── Data excerpts

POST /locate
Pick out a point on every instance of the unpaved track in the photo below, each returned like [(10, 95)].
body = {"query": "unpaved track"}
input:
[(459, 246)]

────

**Task to carry out:** Repeat every record above precisely.

**Written response:**
POST /locate
Pick out a point on every instance of the unpaved track in the photo below, each returned like [(10, 95)].
body = {"query": "unpaved track"}
input:
[(459, 246)]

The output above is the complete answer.